■ YOUR TASK ■
Extend the introduction on religion and development in the Netherlands, picking up right after its final sentence.

■ EXCERPT PROVIDED ■
Keywords: Religion; Secularity; International development; Faith-Based organisations; The Netherlands.


 

 

Introduction

The role of religion in development has attracted an increasing interest from policymakers, professionals and academics alike in recent years (Ager & Ager 2016; Barnet & Stein 2012; Deneulin & Bano 2009; Jones & Petersen 2011; Marshall 2001; Ter Haar & Ellis 2006; Tomalin 2015). In the past two decades, various initiatives have been taken in Europe as well as internationally to respond to this trend and develop an in-depth understanding of the role of religion in development processes. The Dutch non-governmental organisation (NGO) Knowledge Centre Religion and Development (KCRD) has been among those European initiatives that attempted to grapple with the intersection between religion and development.

Unfortunately, because of lack of funding, the KCRD ceased to exist in 2016 (Bartelink 2016b; Fountain & Petersen 2018; Tomalin 2015). Nevertheless, the existence and experiences of KCRD offer an excellent setting within which to explore the reality of raising awareness on the roles and meanings of religion within an overtly secular setting in which the space for religious engagement is limited.

One of KCRD's primary aims was raising awareness among governmental and non-governmental actors in the development sector about the added value of faith actors in international development. It did so in an increasingly secularised development sector in one of the most secularised societies of Western Europe (Kennedy 2012; Schuh, Burchardt & Wohlrab-Sahr 2012). Even if the KCRD is a specific case in a specific context, the context and its challenges are not unique for the international development sector in an overtly secular field (Deneulin & Bano 2009; Tomalin 2015). It is therefore of a broader social value to better understand the challenges of raising awareness on the role of religion and faith actors in settings where secularism is the dominant discourse. Over the past decade, various of a similar nature have been undertaken, that is, the Joint Learning Initiative on Faith and Local Communities in the United States or United Kingdom, the NGO Network for Religion and Development in Denmark, the Knowledge Forum for Religion and Development in Sweden and Digni in Norway are examples of NGO initiatives, and the International Platform for Religion and Sustainable Development (PaRD) is a donor initiative, while there are also (new) academic initiatives such as the roundtables organised by the Amsterdam Centre for Religion and Sustainable Development in the Netherlands. In view of this, a reflection on the experiences of the KCRD comes at an opportune moment.

The scientific value of this piece is vested in its contribution towards a better understanding of how the secular in its entanglement with religion influences discourses and practices of religion and development (Fountain 2013; Fountain & Petersen 2018). As such it finds its inspiration in the call within anthropology and cultural sociology for research on secularity (Asad 2003; Verkaaik & Spronk 2011). As is further conceptualised below, the dichotomy of the religious and the secular has widely been criticised, yet it seems to have a social life in the context of international development (Le Roux & Loots 2017; Olivier 2016; Wilson 2012). This article aims to contribute to a better understanding of how these dichotomies are affirmed and reproduced by faith-based and secular development actors.

■ SUPPLIED ENTRIES ■
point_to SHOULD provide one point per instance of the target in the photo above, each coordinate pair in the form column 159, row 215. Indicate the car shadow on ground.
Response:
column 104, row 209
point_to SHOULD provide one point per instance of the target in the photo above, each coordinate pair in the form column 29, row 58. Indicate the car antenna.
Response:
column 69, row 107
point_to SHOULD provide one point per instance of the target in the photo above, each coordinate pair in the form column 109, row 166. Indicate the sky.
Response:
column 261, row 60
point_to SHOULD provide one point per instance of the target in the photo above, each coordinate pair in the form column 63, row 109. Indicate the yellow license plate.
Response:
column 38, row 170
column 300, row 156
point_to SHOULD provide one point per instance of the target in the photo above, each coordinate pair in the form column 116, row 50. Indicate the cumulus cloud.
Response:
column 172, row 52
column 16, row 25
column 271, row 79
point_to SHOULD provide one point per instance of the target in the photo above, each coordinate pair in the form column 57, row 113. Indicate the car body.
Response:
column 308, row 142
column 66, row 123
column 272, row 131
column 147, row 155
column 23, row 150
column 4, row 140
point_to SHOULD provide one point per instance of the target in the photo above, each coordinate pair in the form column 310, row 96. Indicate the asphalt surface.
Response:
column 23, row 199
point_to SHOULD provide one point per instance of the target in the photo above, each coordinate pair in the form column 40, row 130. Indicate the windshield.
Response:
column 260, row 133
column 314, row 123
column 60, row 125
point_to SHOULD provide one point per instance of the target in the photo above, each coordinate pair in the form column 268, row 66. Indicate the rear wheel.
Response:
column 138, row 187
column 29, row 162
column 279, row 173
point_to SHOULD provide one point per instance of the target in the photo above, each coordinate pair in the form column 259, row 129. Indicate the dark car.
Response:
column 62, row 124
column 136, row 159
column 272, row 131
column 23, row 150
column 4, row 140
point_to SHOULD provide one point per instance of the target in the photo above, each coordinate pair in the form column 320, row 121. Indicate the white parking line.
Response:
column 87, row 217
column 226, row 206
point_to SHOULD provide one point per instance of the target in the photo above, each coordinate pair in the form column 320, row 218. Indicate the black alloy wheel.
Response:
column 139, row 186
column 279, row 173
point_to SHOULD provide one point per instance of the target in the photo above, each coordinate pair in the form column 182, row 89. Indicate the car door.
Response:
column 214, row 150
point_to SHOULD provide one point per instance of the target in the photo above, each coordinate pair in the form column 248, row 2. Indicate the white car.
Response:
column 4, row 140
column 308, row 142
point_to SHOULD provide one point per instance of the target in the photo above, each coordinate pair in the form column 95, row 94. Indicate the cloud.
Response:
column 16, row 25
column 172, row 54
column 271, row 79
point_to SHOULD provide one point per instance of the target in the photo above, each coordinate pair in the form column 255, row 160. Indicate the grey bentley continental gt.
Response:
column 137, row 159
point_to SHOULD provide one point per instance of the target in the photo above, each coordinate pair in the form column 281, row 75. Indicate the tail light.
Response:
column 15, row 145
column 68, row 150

■ RESPONSE ■
This article will be structured as follows: firstly, it will introduce the current academic debates on religion, development and secularism. Secondly, it will discuss the methodology and data gathered for this article. The findings are discussed in three sections, starting with an introduction of the KCRD and the Dutch context in which it aimed to raise awareness on the role of religion in development. We argue that the dominance of the instrumental logic, in which religion is primarily understood as an instrument to realise development outcomes, narrows the possibilities for the KCRD to influence and change development discourses. In the subsequent sections, we discuss how this plays out in the interaction between the KCRD and the Dutch government around sexual and reproductive health and rights (SRHRs), and its own network of religiously diverse faith-based organisations (FBO). In the conclusion, the final argument is made that the challenges of navigating cultural and religious diversity for religion and development initiatives have to take into account the power dynamics of the majority.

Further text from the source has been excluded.